**What is required:** From the passage on building the KODAMA dissimilarity matrix, extract the part that begins at the words "In step IV the" and ends after the words "Appendix*, Fig. S3.", copying it word for word.

**Excerpted passage:**
In step IV the *M P* matrices are then averaged to generate the average proximity matrix *P*_{M} = {*p*_{M}(*i*,*j*)} (*N* × *N*) (Fig. 1*B*). Each element of *P*_{M} thus ranges from 0 to 1. More information on this process is provided in *SI Appendix*, Fig. S3.

High proximities are typical of intracluster relationships, whereas low proximities are expected for intercluster relationships. Very low proximities between samples are ignored by setting *p*_{M} = 0 for *p*_{M} *< ε*, where *ε* is a predefined cutoff. This ensures that occasional proximities between two otherwise unrelated samples are not taken as meaningful. We set *ε* = 0.05 as a default value. Then the Euclidean distances *d*(*i*,*j*) are calculated in the *f*-dimensional space between the *N* samples. By multiplying 1/*p*_{M}(*i*,*j*) by *d*(*i*,*j*), a weighted dissimilarity matrix *D*_{w} *=* {*d*_{w}(*i*,*j*)} (*N* × *N*) is obtained. For all *P*_{M} elements *p*_{M}(*i*,*j*) equaling 1, the corresponding *d*_{w}(*i*,*j*) elements equal the Euclidean distance. For 0 < *p*_{M}(*i*,*j*) < 1, *d*_{w}(*i*,*j*) represents a distance weighted by the probability that *i* and *j* belong to the same class. If *p*_{M}(*i*,*j*) = 0 then *d*_{K}(*i*,*j*) = ∞.

In step V, the final KODAMA dissimilarity matrix *D*_{K} is calculated by applying Floyd’s algorithm (18) to find the shortest path distances between all pairs of points (Fig. 1*C*): For each value of *h* = 1,2,…,*N* in turn, all entries *d*_{K}(*i*,*j*) are defined as *d*_{K}(*i*,*j*) *= min*[*d*_{w}(*i*,*j*), *d*_{w}(*i*,*h*) *+ d*_{w}(*h*,*j*)]. The final *D*_{K} = {*d*_{K}(*i*,*j*)} contains the shortest path distances between all pairs of points. This is a way to capture the global topology of the manifold embedded in the data, as reported in a previous study (11).

Items stored in a collection
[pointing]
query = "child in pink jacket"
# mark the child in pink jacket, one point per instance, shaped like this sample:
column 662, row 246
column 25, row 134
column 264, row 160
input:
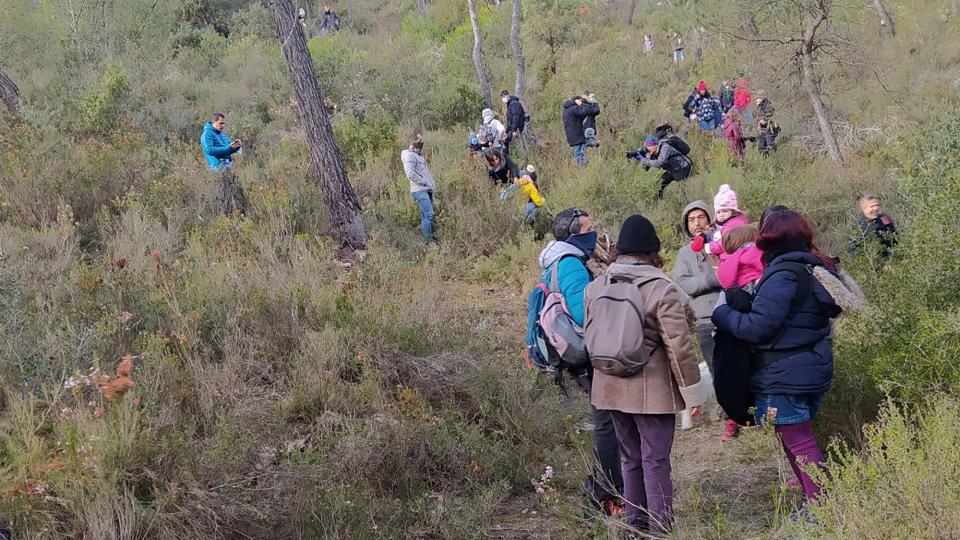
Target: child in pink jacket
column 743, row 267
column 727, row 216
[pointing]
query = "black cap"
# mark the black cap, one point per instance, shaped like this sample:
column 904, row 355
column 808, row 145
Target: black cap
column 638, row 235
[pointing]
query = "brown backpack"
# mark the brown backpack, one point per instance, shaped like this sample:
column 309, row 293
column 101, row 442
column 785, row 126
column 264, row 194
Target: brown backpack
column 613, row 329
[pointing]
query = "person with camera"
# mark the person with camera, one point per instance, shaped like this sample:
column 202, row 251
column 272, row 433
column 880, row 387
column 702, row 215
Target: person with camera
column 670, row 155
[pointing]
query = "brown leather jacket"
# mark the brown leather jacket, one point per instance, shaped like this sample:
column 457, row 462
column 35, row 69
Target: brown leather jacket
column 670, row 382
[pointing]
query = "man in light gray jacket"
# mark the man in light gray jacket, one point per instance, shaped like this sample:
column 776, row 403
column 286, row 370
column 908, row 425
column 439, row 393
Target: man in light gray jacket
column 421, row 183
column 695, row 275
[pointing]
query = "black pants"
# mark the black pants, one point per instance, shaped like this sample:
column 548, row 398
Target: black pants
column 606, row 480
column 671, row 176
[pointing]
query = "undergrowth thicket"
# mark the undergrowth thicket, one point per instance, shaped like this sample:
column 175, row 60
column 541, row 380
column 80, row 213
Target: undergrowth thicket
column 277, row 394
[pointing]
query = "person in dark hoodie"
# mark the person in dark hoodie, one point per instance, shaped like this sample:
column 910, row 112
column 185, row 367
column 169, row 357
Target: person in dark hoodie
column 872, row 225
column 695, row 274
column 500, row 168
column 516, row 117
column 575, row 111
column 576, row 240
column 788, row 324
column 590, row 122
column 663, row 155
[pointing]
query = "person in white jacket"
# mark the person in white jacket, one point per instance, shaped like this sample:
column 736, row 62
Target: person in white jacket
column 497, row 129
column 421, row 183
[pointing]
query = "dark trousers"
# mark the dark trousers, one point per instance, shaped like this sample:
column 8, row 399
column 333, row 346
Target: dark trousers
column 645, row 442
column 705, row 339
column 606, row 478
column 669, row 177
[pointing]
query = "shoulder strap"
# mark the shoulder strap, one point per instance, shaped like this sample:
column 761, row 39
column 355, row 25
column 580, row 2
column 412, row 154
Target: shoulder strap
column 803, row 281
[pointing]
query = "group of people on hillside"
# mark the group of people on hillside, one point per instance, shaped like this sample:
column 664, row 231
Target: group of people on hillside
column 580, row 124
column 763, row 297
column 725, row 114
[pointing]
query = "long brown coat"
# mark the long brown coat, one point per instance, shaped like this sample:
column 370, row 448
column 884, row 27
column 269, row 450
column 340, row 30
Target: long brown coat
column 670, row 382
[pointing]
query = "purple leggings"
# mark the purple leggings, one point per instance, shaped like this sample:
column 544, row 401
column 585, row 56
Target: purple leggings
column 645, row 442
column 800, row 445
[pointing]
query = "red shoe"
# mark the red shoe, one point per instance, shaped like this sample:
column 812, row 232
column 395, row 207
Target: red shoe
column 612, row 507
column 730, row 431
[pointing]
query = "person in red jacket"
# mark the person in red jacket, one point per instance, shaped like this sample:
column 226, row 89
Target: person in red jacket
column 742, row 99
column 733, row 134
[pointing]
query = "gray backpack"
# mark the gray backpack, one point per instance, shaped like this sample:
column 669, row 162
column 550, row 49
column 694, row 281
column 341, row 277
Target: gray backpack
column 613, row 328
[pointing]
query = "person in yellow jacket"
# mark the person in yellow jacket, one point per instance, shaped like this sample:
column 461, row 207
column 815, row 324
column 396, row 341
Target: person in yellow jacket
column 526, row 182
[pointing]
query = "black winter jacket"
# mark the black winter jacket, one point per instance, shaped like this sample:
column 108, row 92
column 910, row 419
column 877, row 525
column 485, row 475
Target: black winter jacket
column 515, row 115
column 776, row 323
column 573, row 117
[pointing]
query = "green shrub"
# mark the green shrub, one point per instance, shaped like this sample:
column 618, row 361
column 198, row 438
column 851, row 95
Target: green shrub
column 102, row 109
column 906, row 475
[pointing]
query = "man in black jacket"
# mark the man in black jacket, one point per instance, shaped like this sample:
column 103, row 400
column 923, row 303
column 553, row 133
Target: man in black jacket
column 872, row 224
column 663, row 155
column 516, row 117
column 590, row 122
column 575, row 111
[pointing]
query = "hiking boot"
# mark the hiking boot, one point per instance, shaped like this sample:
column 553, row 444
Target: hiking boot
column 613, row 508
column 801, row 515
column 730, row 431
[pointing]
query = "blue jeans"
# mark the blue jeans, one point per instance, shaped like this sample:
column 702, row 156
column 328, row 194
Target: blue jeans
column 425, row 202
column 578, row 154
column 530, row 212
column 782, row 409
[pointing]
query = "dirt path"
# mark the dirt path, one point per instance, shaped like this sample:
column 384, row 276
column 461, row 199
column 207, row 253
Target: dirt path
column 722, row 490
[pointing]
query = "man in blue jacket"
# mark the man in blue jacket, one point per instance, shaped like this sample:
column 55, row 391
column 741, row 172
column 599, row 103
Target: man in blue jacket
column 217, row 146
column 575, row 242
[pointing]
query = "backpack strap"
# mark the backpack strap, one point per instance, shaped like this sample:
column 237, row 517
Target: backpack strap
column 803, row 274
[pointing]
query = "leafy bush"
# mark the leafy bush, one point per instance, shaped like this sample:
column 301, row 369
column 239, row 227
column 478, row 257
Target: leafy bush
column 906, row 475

**Answer to the problem:**
In step IV the *M P* matrices are then averaged to generate the average proximity matrix *P*_{M} = {*p*_{M}(*i*,*j*)} (*N* × *N*) (Fig. 1*B*). Each element of *P*_{M} thus ranges from 0 to 1. More information on this process is provided in *SI Appendix*, Fig. S3.